* START Listing *

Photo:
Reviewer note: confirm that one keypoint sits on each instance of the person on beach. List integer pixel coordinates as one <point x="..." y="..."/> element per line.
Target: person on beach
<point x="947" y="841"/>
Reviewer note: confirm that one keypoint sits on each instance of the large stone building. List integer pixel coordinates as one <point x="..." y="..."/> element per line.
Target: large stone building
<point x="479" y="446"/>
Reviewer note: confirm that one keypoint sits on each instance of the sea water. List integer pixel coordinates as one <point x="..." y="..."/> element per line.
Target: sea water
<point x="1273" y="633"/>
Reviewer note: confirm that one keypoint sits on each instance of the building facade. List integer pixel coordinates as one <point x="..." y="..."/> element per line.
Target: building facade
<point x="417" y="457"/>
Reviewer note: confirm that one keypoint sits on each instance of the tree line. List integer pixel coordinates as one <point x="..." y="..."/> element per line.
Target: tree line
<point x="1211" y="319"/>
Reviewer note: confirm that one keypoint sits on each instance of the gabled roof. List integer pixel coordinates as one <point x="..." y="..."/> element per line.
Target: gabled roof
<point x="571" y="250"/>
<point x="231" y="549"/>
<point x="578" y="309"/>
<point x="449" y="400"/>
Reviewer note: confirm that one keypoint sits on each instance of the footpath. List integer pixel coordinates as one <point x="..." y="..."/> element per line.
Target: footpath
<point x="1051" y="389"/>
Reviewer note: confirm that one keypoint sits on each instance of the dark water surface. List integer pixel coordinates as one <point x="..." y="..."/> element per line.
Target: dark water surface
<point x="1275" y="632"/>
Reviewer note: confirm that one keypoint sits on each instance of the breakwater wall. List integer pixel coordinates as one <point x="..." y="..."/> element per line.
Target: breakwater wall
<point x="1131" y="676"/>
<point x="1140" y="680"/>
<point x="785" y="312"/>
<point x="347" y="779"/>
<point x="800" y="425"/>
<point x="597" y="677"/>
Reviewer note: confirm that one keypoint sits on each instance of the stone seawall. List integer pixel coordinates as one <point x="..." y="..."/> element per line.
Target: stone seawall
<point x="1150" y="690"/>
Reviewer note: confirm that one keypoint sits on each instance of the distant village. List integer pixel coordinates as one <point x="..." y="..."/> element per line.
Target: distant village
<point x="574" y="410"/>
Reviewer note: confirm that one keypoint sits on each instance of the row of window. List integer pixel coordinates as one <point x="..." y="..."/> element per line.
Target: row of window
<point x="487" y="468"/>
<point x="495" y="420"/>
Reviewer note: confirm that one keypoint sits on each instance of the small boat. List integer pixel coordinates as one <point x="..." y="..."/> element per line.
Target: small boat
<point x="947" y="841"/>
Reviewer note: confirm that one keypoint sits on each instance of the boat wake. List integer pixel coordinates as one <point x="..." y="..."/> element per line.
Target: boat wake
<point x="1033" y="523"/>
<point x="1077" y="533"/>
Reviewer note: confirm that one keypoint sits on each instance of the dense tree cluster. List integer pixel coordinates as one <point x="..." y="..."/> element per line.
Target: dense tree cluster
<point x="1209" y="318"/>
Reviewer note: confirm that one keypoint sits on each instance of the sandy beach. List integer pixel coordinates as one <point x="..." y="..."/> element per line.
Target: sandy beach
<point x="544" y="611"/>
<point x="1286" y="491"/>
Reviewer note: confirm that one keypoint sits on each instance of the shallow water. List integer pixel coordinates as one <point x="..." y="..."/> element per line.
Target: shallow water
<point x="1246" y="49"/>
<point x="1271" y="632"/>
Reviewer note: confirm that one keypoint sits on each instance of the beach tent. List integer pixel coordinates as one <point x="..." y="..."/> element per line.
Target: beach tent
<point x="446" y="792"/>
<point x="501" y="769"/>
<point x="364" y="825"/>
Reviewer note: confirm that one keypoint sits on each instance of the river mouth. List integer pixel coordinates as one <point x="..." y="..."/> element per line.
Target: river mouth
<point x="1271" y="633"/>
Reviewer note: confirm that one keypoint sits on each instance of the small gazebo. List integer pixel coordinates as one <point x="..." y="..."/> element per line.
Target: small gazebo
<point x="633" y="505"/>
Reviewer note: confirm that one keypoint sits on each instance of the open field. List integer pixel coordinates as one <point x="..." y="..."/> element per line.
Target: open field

* END Listing *

(Your goal)
Copy out the lines from the one containing "the small boat." through the final line above, keeping every request, and shift each x and y coordinate in the answer points by adding 13.

(Reply to the exercise)
Reviewer note: confirm that one keypoint sits on each instance of the small boat. List integer pixel coordinates as one <point x="..." y="..."/> element per line.
Target: small boat
<point x="960" y="854"/>
Reviewer note: confirm that one keypoint sits on each instance of the boat wake. List integer pixel coordinates as one <point x="..." y="..."/> element per line.
Target: boat wake
<point x="1046" y="536"/>
<point x="1090" y="546"/>
Reviewer note: confirm that one keypoint sits on each instance of the dense tree cluster. List integer pixel coordinates as one <point x="..." y="..."/> element per line.
Target: dense tree cluster
<point x="1222" y="331"/>
Reviewer note: confirm that one keypoint sits on each instance of the sandy beach. List integer pixel coordinates as one <point x="..." y="..."/> element per line.
Target: sandy beach
<point x="557" y="624"/>
<point x="1299" y="504"/>
Reviewer note: confirm that one keypoint sits on each instance of the shallow water. List integer pixel coordinates as one <point x="..." y="..."/> element per line.
Target: shallow water
<point x="1259" y="62"/>
<point x="1284" y="645"/>
Reviewer note: confirm that one keypoint sits on each instance of the beach tent. List integer pixel coordinates as one <point x="..." y="..."/> element per line.
Target: beach tent
<point x="459" y="805"/>
<point x="514" y="782"/>
<point x="377" y="838"/>
Reviewer note: confirm that one keypoint sits on each instance of the river mouth. List integer pixel coordinates as one <point x="..." y="..."/> element per line.
Target: river mouth
<point x="1284" y="646"/>
Reviewer note: confirm that one keypoint sits on each instance of the small gazebo. List integer pixel coordinates as one <point x="..." y="..."/> element per line.
Target: small gazebo
<point x="646" y="518"/>
Reviewer note: confirm that one keypoint sits on each instance of the open field. List integer pixel coordinates as one <point x="..." y="..."/> element per line.
Target: open field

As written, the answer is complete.